• PARTS OF THE EXERCISE
1. Reproduce word for word the part of the court order starting with "This matter is" and going on through "(ECF No. 195).".
2. Write the next part of the court order on the motion for a bill of particulars, picking up after its last sentence.

• PASSAGE
◆ ◆ ◆ ◆ ◆

This matter is before the court on Defendant Benjamin Galecki's Motion for Bill of Particulars (ECF No. 154). This Motion is referred to the undersigned pursuant to 28 U.S.C. § 636(b)(1)(A) and LR IB 1-3 of the Local Rules of Practice. The court has considered the Motion, the Government's Response (ECF No. 186), the Motions for Joinder (ECF Nos. 157, 164) by Defendants Charles Burton Ritchie and Ryan Eaton, and Galecki's Reply (ECF No. 195).

BACKGROUND

This case involves the government's allegations that Galecki and his co-defendants manufactured and distributed controlled substances and controlled substance analogues ("analogues"),1 committed mail and wire fraud, and engaged in illegal financial transactions with the proceeds from their drug operations. A federal grand jury in this district initially returned an Indictment (ECF No. 1) on October 13, 2015, charging Galecki with eight counts. A Superseding Indictment (ECF No. 56) was returned August 24, 2016, charging Galecki with 26 counts and four corresponding forfeiture allegations:

• Count One — Continuing criminal enterprise in violation of 21 U.S.C. § 848. • Count Two — Conspiracy to engage in financial transactions to promote unlawful activity in violation of 18 U.S.C. § 1956(h). • Count Three — Conspiracy to transport funds to promote unlawful activity in violation of 18 U.S.C. § 1956(h). • Counts Four to Seven — Transporting funds to promote unlawful activity in violation of 18 U.S.C. § 1956(a)(2)(A) and 18 U.S.C. § 2. • Count Eight — Conspiracy to launder money instruments in violation of 18 U.S.C. § 1956(h). • Count Nine — Conspiracy to commit mail fraud in violation of 18 U.S.C. § 1349. • Counts Ten to Thirteen — Mail fraud in violation of 18 U.S.C. § 1341 and § 2. • Count Fourteen — Conspiracy to commit wire fraud in violation of 18 U.S.C. § 1349. • Counts Fifteen to Nineteen — Wire fraud in violation of 18 U.S.C. § 1343 and § 2. • Count Twenty — Conspiracy to manufacture, possess with intent to distribute, and distribute a controlled substance and a controlled substance analogue to the extent intended for human consumption in violation of 21 U.S.C. §§ 841(a)(1), 841(b)(1)(C) and 846. • Count Twenty-One — Possession with intent to distribute a controlled substance and a controlled substance analog to the extent intended for human consumption in violation of 21 U.S.C. §§ 841(a)(1) and 841(b)(1)(C) and 18 U.S.C. § 2. • Count Twenty-Two — Conspiracy to manufacture, possess with intent to distribute, and distribute a controlled substance analogue intended for human consumption in violation of 21 U.S.C. §§ 802(32)(A), 813, 841(a)(1), 841(b)(1)(C) and 846. • Count Twenty-Three — Manufacture a controlled substance analogue to the extent intended for human consumption in violation of 21 U.S.C. §§ 802(32)(A), 813, 841(a)(1), 841(b)(1)(C), and 18 U.S.C. § 2. • Count Twenty-Four — Distribution of a controlled substance analogue in violation of 21 U.S.C. §§ 802(32)(A), 813, 841(a)(1), 841(b)(1)(C), and 18 U.S.C. § 2. • Count Twenty-Five — Maintaining a drug-involved premises in violation of 21 U.S.C. § 856(a)(1) and 18 U.S.C. § 2. • Count Twenty-Six — Possession of a listed chemical with the intent to manufacture a controlled substance analogue intended for human consumption in violation of 21 U.S.C. § 841(c) and 18 U.S.C. § 2.

◆ ◆ ◆ ◆ ◆

• Data for coordinate labeling
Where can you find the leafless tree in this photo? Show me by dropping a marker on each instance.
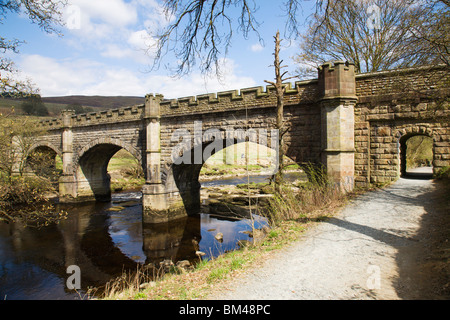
(47, 15)
(377, 34)
(201, 32)
(280, 78)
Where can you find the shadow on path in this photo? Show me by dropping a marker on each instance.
(423, 259)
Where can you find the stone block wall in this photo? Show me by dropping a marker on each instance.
(393, 106)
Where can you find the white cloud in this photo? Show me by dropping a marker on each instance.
(110, 12)
(86, 77)
(257, 47)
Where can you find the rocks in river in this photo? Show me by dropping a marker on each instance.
(116, 208)
(219, 237)
(200, 253)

◆ ◆ ◆ ◆ ◆

• FINAL RESULTS
1.
This matter is before the court on Defendant Benjamin Galecki's Motion for Bill of Particulars (ECF No. 154). This Motion is referred to the undersigned pursuant to 28 U.S.C. § 636(b)(1)(A) and LR IB 1-3 of the Local Rules of Practice. The court has considered the Motion, the Government's Response (ECF No. 186), the Motions for Joinder (ECF Nos. 157, 164) by Defendants Charles Burton Ritchie and Ryan Eaton, and Galecki's Reply (ECF No. 195).

2.
On August 29, 2016, Galecki filed an Unopposed Motion for Wavier of Appearance at Arraignment and Entry of Plea of Not Guilty (ECF No. 65) as to the Superseding Indictment. The court granted the waiver of appearance. Order (ECF No. 67). On August 31, 2016, Magistrate Judge George W. Foley held an arraignment during which defense counsel appeared on behalf of Mr. Galecki. See Mins. of Proceedings (ECF No. 68). Judge Foley addressed the wavier of appearance and entered a plea of not guilty on behalf of Galecki pursuant to his written waiver. Id. Defendants Burton and Eaton were also arraigned on the Superseding Indictment on August 31, 2016. Mins. of Proceedings (ECF Nos. 69, 70).

Summarized broadly, Counts Two through Eight of the Superseding Indictment involve allegations of illegal financial transactions, Counts Nine through Nineteen allege mail and wire fraud, and Counts Twenty through Twenty-Six are charges involving controlled substances and their analogues.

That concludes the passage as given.